• **What is required**
After counting the lines below that contain "lamp", reply with that number alone.

• **Source records**

⁂

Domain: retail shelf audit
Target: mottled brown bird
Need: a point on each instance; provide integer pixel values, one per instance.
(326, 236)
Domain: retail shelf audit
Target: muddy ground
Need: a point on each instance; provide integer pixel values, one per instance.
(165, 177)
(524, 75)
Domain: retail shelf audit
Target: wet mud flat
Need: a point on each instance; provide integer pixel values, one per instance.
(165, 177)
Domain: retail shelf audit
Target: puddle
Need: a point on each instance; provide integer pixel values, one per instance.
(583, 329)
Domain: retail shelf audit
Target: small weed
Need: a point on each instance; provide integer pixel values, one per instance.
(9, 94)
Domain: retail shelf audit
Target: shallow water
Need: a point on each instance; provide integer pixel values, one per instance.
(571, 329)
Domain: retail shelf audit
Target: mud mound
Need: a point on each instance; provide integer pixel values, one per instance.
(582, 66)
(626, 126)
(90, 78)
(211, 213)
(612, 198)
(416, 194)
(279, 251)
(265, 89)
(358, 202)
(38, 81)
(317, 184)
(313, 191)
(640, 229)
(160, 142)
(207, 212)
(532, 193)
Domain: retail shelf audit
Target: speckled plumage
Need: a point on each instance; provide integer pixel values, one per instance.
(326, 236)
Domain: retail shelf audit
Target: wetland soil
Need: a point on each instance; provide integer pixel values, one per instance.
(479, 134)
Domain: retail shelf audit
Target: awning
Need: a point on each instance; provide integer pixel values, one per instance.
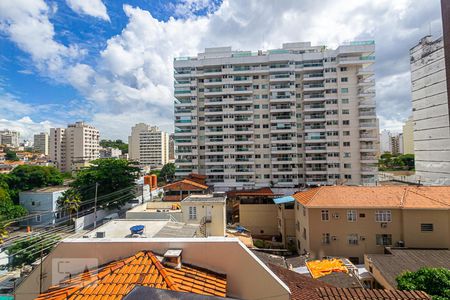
(282, 200)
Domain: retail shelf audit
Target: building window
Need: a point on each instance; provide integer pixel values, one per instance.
(192, 213)
(353, 239)
(426, 227)
(326, 238)
(351, 215)
(384, 239)
(383, 216)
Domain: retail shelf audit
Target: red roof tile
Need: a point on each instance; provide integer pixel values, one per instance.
(118, 278)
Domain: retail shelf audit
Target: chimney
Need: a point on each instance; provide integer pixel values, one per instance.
(172, 258)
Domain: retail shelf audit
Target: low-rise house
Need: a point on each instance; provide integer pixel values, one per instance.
(255, 210)
(42, 203)
(157, 268)
(349, 221)
(178, 190)
(386, 267)
(206, 210)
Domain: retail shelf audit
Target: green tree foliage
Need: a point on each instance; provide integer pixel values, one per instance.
(11, 155)
(27, 177)
(27, 251)
(70, 201)
(115, 176)
(115, 144)
(167, 172)
(434, 281)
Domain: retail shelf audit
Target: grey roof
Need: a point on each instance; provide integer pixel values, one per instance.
(204, 198)
(177, 230)
(401, 260)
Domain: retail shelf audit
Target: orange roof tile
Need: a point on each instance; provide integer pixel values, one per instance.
(117, 279)
(252, 192)
(407, 197)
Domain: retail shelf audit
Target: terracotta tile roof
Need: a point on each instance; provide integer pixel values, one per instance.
(185, 185)
(305, 288)
(117, 279)
(408, 197)
(252, 192)
(368, 294)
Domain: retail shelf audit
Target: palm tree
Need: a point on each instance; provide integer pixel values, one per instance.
(70, 200)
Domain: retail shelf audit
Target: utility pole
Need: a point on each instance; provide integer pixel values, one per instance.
(95, 206)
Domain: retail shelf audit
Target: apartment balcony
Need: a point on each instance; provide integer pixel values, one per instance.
(367, 104)
(313, 77)
(314, 108)
(356, 60)
(281, 77)
(315, 149)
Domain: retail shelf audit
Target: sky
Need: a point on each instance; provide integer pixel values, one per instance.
(110, 62)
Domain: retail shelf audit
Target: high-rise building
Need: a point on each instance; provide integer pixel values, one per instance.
(148, 145)
(287, 117)
(430, 111)
(73, 147)
(9, 138)
(408, 136)
(41, 143)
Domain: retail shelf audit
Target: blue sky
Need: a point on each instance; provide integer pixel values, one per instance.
(110, 62)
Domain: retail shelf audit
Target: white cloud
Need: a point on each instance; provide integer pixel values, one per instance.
(94, 8)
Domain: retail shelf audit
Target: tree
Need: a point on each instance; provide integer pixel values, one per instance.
(119, 144)
(434, 281)
(168, 172)
(11, 155)
(26, 251)
(70, 201)
(27, 177)
(115, 178)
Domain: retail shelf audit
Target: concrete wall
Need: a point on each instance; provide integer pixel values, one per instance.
(260, 219)
(247, 276)
(218, 223)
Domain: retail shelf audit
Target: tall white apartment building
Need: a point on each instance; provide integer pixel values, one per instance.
(431, 104)
(73, 147)
(300, 115)
(41, 143)
(9, 138)
(148, 145)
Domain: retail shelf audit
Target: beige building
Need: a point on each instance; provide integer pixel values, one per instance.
(206, 210)
(350, 221)
(73, 147)
(408, 136)
(148, 145)
(41, 143)
(299, 115)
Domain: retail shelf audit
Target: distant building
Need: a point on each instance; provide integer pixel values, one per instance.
(9, 138)
(73, 148)
(431, 110)
(109, 152)
(41, 143)
(408, 136)
(349, 221)
(43, 203)
(148, 145)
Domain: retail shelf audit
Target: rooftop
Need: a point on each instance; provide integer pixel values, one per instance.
(116, 279)
(120, 228)
(205, 198)
(405, 197)
(399, 260)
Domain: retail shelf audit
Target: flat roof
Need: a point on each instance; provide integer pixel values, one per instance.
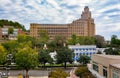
(116, 65)
(109, 56)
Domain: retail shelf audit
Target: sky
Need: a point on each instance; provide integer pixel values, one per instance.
(106, 13)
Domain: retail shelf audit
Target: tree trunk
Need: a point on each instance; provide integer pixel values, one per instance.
(65, 65)
(27, 73)
(44, 64)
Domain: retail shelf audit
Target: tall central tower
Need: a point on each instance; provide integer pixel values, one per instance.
(86, 14)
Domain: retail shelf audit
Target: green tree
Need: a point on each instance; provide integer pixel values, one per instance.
(10, 30)
(26, 58)
(11, 46)
(64, 55)
(84, 59)
(60, 41)
(3, 55)
(44, 57)
(58, 73)
(73, 40)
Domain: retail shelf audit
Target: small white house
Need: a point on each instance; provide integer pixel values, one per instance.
(82, 50)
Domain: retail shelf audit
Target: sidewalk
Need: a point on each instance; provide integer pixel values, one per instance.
(29, 77)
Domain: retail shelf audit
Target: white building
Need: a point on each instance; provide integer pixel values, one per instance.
(80, 50)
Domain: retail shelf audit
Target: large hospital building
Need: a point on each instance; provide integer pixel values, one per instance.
(83, 26)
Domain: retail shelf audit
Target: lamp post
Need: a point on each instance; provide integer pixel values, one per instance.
(9, 60)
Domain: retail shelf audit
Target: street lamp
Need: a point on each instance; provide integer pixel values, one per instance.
(9, 60)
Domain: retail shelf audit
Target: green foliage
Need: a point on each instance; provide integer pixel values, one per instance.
(84, 59)
(44, 57)
(10, 46)
(10, 31)
(83, 72)
(26, 58)
(3, 55)
(59, 41)
(12, 24)
(58, 73)
(64, 55)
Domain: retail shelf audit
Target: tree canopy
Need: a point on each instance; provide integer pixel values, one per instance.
(44, 57)
(84, 59)
(26, 58)
(3, 55)
(64, 55)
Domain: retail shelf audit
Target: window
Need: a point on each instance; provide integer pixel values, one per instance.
(105, 71)
(95, 66)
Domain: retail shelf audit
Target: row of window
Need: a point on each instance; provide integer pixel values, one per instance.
(85, 53)
(83, 49)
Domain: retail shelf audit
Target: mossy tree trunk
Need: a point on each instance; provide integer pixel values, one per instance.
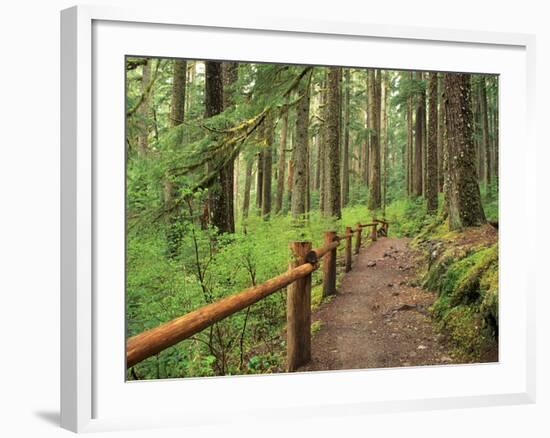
(177, 115)
(144, 109)
(345, 143)
(300, 152)
(418, 141)
(268, 165)
(464, 203)
(374, 150)
(221, 202)
(431, 153)
(247, 185)
(485, 129)
(281, 163)
(333, 207)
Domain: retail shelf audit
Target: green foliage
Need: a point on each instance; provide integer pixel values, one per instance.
(466, 280)
(163, 283)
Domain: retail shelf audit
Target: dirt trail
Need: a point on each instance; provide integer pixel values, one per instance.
(377, 319)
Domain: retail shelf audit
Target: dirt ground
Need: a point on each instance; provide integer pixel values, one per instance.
(378, 319)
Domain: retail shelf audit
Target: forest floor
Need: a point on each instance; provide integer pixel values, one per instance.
(379, 317)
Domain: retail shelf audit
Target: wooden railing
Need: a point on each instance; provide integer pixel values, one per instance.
(297, 279)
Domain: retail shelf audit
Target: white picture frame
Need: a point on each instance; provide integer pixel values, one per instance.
(92, 386)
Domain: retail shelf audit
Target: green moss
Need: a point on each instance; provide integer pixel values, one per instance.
(465, 329)
(467, 306)
(316, 326)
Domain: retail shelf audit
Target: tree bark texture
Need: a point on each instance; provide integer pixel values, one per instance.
(464, 204)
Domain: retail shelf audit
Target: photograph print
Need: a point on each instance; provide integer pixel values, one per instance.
(297, 218)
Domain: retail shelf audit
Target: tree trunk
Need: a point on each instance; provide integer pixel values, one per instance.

⁂

• **Reply to the task**
2